Rewrite all of the lines below, replacing "Reviewer note" with "Annotator note" and leaving everything else unchanged, and omit the pictures from your answer.

▸ Object pointing dataset rows:
============================================================

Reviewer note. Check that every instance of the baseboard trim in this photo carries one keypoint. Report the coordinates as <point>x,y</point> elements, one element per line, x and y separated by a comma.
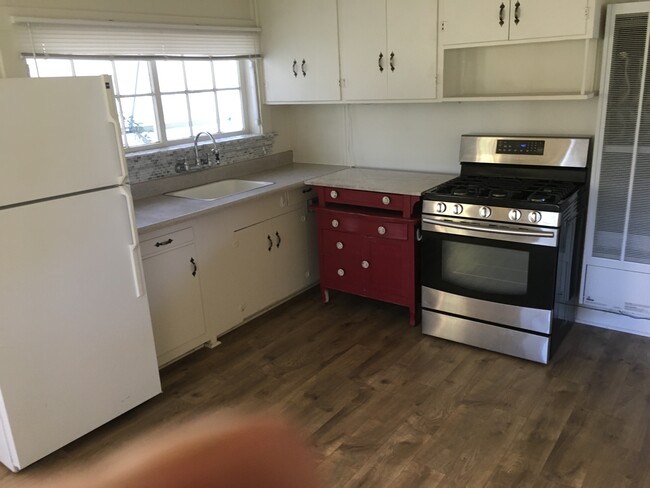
<point>613,321</point>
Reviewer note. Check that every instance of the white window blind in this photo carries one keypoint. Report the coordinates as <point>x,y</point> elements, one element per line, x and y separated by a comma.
<point>57,37</point>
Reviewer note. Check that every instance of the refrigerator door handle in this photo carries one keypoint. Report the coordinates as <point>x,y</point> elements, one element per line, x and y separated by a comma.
<point>110,113</point>
<point>136,262</point>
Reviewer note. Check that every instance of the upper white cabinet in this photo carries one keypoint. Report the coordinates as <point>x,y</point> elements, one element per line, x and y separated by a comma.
<point>480,21</point>
<point>387,49</point>
<point>300,48</point>
<point>518,49</point>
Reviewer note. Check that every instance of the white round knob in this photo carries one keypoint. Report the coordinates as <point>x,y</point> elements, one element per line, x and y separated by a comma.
<point>514,214</point>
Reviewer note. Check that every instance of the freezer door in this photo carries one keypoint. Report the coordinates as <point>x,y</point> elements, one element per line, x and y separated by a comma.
<point>58,136</point>
<point>76,343</point>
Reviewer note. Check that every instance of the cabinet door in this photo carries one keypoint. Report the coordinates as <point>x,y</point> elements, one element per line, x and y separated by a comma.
<point>387,273</point>
<point>547,18</point>
<point>471,21</point>
<point>411,49</point>
<point>273,259</point>
<point>364,60</point>
<point>300,46</point>
<point>175,299</point>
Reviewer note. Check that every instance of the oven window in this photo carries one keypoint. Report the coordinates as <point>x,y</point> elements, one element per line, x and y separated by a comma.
<point>485,269</point>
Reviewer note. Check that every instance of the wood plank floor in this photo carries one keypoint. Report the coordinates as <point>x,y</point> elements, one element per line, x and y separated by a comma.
<point>385,406</point>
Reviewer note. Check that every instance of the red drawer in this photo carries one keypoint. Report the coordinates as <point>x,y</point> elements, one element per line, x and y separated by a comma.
<point>343,196</point>
<point>364,224</point>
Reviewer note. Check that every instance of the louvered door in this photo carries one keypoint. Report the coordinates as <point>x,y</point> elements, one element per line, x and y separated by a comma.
<point>617,252</point>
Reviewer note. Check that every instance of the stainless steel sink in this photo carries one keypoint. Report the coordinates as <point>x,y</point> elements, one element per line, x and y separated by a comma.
<point>219,189</point>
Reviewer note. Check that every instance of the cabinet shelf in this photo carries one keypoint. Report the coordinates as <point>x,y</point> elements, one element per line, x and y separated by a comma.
<point>550,70</point>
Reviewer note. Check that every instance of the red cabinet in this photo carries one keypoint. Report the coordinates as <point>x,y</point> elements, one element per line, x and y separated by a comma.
<point>368,245</point>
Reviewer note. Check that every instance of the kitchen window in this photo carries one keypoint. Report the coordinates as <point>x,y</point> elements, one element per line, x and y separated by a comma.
<point>163,102</point>
<point>171,82</point>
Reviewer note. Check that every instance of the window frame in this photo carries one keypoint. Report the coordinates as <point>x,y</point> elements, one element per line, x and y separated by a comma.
<point>247,86</point>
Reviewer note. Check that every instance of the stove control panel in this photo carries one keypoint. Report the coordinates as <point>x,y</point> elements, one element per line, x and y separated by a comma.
<point>519,146</point>
<point>492,214</point>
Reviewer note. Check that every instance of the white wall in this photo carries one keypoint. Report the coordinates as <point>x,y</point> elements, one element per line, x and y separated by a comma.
<point>204,12</point>
<point>420,137</point>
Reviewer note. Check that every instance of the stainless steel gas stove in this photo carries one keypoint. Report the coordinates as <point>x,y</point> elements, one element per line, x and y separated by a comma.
<point>502,244</point>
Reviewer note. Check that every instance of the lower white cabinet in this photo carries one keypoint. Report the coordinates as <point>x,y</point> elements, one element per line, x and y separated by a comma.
<point>172,274</point>
<point>274,259</point>
<point>211,274</point>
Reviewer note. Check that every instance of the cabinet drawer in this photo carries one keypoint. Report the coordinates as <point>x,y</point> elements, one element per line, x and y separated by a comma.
<point>387,201</point>
<point>166,242</point>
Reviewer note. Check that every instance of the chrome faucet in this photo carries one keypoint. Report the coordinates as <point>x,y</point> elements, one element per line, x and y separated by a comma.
<point>214,150</point>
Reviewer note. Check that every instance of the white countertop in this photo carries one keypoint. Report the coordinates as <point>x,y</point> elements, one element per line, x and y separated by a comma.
<point>161,211</point>
<point>382,180</point>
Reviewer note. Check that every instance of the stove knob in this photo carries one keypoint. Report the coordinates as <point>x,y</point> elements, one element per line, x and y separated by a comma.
<point>514,214</point>
<point>485,212</point>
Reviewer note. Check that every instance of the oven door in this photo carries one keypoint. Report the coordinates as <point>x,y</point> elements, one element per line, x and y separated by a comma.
<point>497,273</point>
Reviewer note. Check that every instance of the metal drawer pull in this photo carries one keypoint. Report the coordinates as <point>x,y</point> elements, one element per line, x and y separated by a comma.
<point>164,243</point>
<point>517,13</point>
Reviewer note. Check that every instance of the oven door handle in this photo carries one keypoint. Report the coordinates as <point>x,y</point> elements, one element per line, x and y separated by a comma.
<point>475,228</point>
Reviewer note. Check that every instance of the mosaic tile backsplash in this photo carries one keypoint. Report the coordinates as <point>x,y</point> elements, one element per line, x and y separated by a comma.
<point>160,163</point>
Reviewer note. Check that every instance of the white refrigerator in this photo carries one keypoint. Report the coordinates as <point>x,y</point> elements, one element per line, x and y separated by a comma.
<point>76,343</point>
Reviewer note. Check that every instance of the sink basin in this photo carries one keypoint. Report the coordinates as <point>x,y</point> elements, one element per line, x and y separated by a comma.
<point>219,189</point>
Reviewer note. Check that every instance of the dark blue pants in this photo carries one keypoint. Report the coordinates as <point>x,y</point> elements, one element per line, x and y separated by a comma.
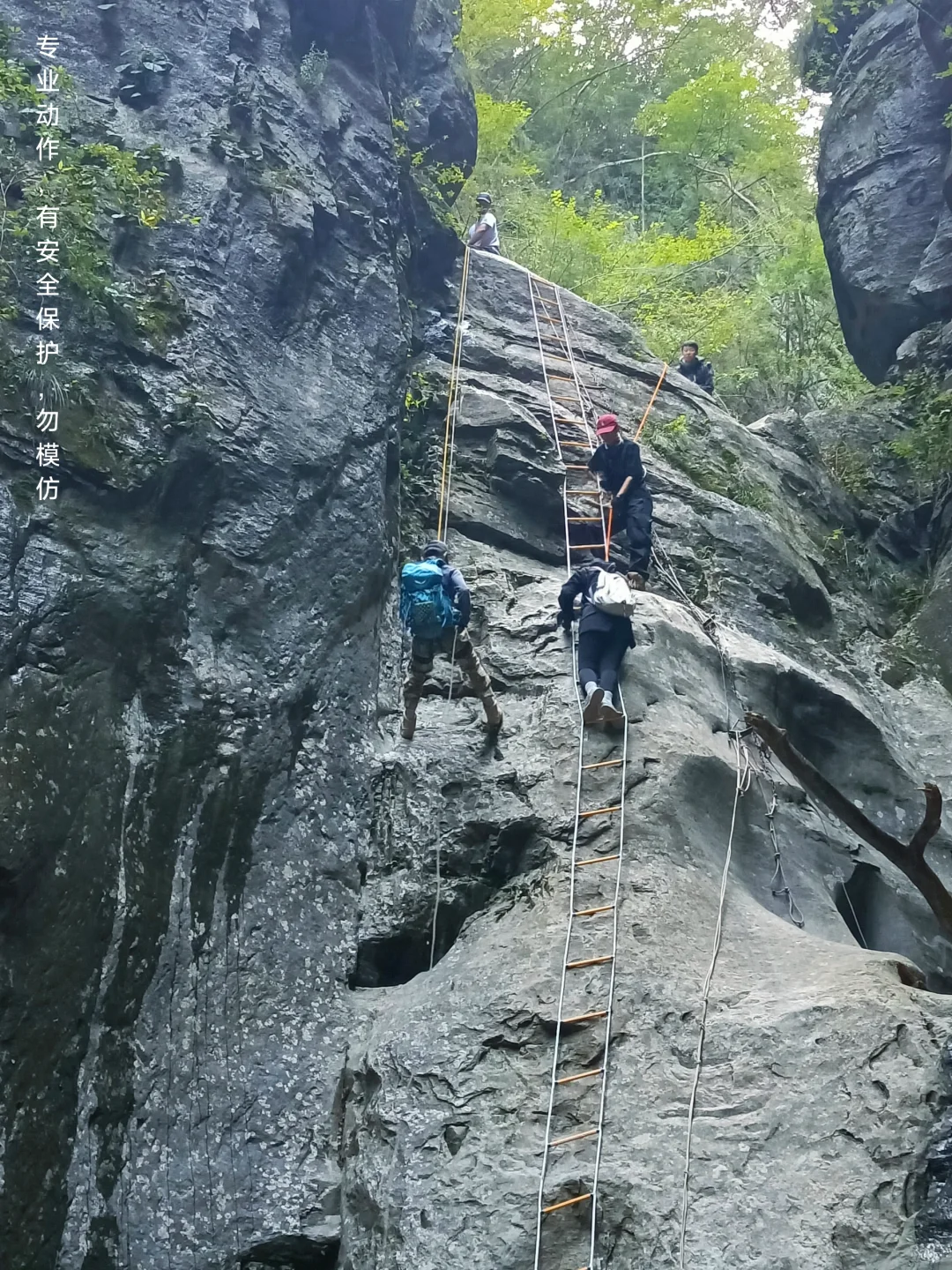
<point>637,525</point>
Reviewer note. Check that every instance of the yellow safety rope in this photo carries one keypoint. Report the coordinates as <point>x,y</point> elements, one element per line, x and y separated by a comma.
<point>443,521</point>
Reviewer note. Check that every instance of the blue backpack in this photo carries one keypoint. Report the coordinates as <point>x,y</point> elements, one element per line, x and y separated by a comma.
<point>424,606</point>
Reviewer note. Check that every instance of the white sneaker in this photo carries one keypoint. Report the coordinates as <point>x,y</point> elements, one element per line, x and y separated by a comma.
<point>593,703</point>
<point>611,714</point>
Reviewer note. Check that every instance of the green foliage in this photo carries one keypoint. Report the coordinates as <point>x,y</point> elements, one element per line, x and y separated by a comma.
<point>718,243</point>
<point>848,467</point>
<point>928,444</point>
<point>314,68</point>
<point>100,190</point>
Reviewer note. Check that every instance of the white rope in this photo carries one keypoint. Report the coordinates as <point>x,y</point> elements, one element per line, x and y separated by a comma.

============================================================

▸ Reply:
Annotator note. Check that every instance of the baseboard trim in this photo carries one keypoint. Report the coordinates as <point>x,y</point> elements, one element per line, x and y separated by a comma.
<point>613,321</point>
Annotator note. Check that every instance of the white window blind in this photo carries one keypoint. Report the coordinates as <point>x,y</point> elements, one element per line, x and y separated by a comma.
<point>57,37</point>
Annotator note. Check that every instance of the refrigerator door handle in this photo carries one keypoint. Report the coordinates as <point>x,y</point> elements, one element per line, x and y separated by a comma.
<point>110,113</point>
<point>136,262</point>
Annotator note. Check that every instance of the upper white cabinet in this photo carries one keypoint. Report the coordinates as <point>x,y</point> elements, one element per line, x and y separated by a comma.
<point>480,21</point>
<point>387,49</point>
<point>300,48</point>
<point>518,49</point>
Annotator note. Check that every instance of the white round knob in this photo carries one keypoint. Report the coordinates as <point>x,y</point> elements, one element per line, x and y separated by a comma.
<point>514,214</point>
Annotator note. Check that every instance of the freezer door in this photo carries one keypoint. Report the coordinates as <point>x,y</point> elements, one element per line, x and y separated by a comma.
<point>58,136</point>
<point>76,343</point>
Annotator note. Check that every instance of the cabinet door in this photo carries one keypoint. Report the coordinates as <point>x,y</point> elements, one element per line, x and y separated by a comma.
<point>387,273</point>
<point>547,18</point>
<point>471,21</point>
<point>411,49</point>
<point>273,259</point>
<point>364,60</point>
<point>300,46</point>
<point>175,299</point>
Annotator note. Check that every instance of the oven window in this photo carries one keypoint. Report the coordinates as <point>x,y</point> elements, one element per line, x and y separated by a comma.
<point>485,269</point>
Annotator note. Check that every instance of the wood plank floor in this photo carries one keypoint. Report the coordinates as <point>x,y</point> elements, one element per line, x and y separated by a comma.
<point>385,406</point>
Annotator note. Check that every instance of the red drawer in this photo carries one keypoint. Report the coordinates as <point>x,y</point> elements, one element per line, x and y separated by a comma.
<point>343,196</point>
<point>364,224</point>
Annotator note. Check that every instance of the louvered door in this photo carries one keypoint. Report the coordinates as <point>x,y</point> elements, one element per line, x and y separated by a comma.
<point>617,252</point>
Annotator note. Check that every instance of the stainless steel sink in this photo carries one keypoint. Report the coordinates as <point>x,y</point> elements, one element per line, x and y separated by a comma.
<point>219,189</point>
Annotator note. Check that every instance of the cabinet shelf in this photo carries one keypoint. Report the coordinates as <point>x,y</point> elements, one element per line, x and y separated by a comma.
<point>550,70</point>
Annotator note. Check that every instance of the red cabinet in this photo carries one keypoint. Report the coordinates as <point>x,y</point> elements, one element per line, x and y separated by a comma.
<point>368,245</point>
Annotator note. Check that every instance of the kitchen window in this photo carries one keypoint. Report the coordinates as <point>x,y</point> elements, one element per line, x and y separated by a comma.
<point>163,102</point>
<point>171,82</point>
Annotator note. Check that every instance of the window frame in this photo carries one keypoint. Report the coordinates as <point>x,y</point> elements, one element per line, x and y separated by a comma.
<point>247,86</point>
Annotator note. Check that every instance of the stove control panel in this photo carries one keypoint. Report the coordinates as <point>x,y</point> elements, one element per line, x and y separated by a comma.
<point>519,146</point>
<point>492,214</point>
Annotator note. Check that every instance of the white wall in this photo carries one keypoint. Report the coordinates as <point>x,y</point> elements, one element per line, x and y separated by a comma.
<point>204,12</point>
<point>420,137</point>
Annotator note. Check that every instance of the stainless steel gas stove in this photo carries one keypoint. Report the coordinates as <point>x,y</point> elements, one element per line, x and y separated by a comma.
<point>502,244</point>
Annotator note. Check that every instance of the lower white cabinet in this photo carries one keypoint. Report the coordinates as <point>x,y</point> elements, one element per line, x and y separated by a comma.
<point>172,274</point>
<point>274,259</point>
<point>211,274</point>
Annotator note. Check that every instance of the cabinet drawer in this photo carries one keypoint. Report the coordinates as <point>x,y</point> elements, one element per line, x and y separated by a comma.
<point>387,201</point>
<point>166,242</point>
Annotator note. Check that every instance of the chrome faucet in this photo carries one keypoint. Report the coordinates as <point>x,y</point> elements, one element per line, x and y separated by a comma.
<point>214,150</point>
Annotator note. Check that every instance of the white countertop in this photo carries one keypoint. Report the coordinates as <point>x,y</point> elements, one element per line, x and y separated by a comma.
<point>161,211</point>
<point>382,180</point>
Annotator note. Check that every instance of the stove knob in this photo carries one keypoint. Report the coordinates as <point>x,y</point> elements, one element per line, x and y separated by a comma.
<point>514,214</point>
<point>485,212</point>
Annotator note. Check that every instance of the oven door in this photo carries one keypoint. Report the coordinates as <point>x,y</point> elements, one element per line, x and y separated by a comma.
<point>497,273</point>
Annotator note. Check that every instance of the metal drawer pull in this photo carries one keypoint. Report the coordinates as <point>x,y</point> elements, one element per line, x and y separated by a comma.
<point>164,243</point>
<point>517,13</point>
Annotator note. Check that every instance of the oven door handle in this photo carries one keypoint. Report the coordinates as <point>x,y</point> elements, one element per line, x and y separated by a comma.
<point>475,228</point>
Annotator note. Check that every instance of the mosaic tile backsplash in this photo carries one keypoint. Report the coordinates as <point>x,y</point> elements, one element per line, x and y separated by a comma.
<point>160,163</point>
Annotator note. Check that every instance of the white refrigerator in this photo carries one keypoint. Report the coordinates as <point>x,y</point> elements, one element per line, x and y separated by a comma.
<point>76,343</point>
Annotator note. Check that every instance of the sink basin in this photo carries one keypoint. Report the coordinates as <point>x,y</point> elements, one element per line, x and y separated by a comma.
<point>219,189</point>
Annotator note. Check that every instance of the dark blue pants in this photo carries one keypoint. Report the coordinates as <point>x,y</point> elements, one element per line, x and y separated by a comma.
<point>637,525</point>
Annotator note. Check that every instance of the yellow safety rope in this photo carries one keypoint. Report the coordinates as <point>x,y</point> elements, one element per line, x and y separated by a comma.
<point>443,521</point>
Annotator note. Check that every instance of the blue backpack in this photo carries one keypoint. Report the coordinates as <point>x,y</point> elements, one element per line, x and y separated by a comma.
<point>424,606</point>
Annotator note. Check that every instance of the white sneaker in this photo carries one keypoint. Report the coordinates as <point>x,y</point> elements, one element per line, x and y separated by a comma.
<point>593,703</point>
<point>611,714</point>
Annotator note. Check that every instance of the green foliage in this photo carries one keypoint. Report the coordinates as <point>x,y</point> elements, one element per line, x and y separated by a comma.
<point>718,243</point>
<point>848,467</point>
<point>928,444</point>
<point>314,68</point>
<point>100,190</point>
Annotator note. Check that every instance of the white rope in this photo carries one keypoint. Report the coordinates as <point>x,y</point> elements, one element per line, x and y separated by a comma.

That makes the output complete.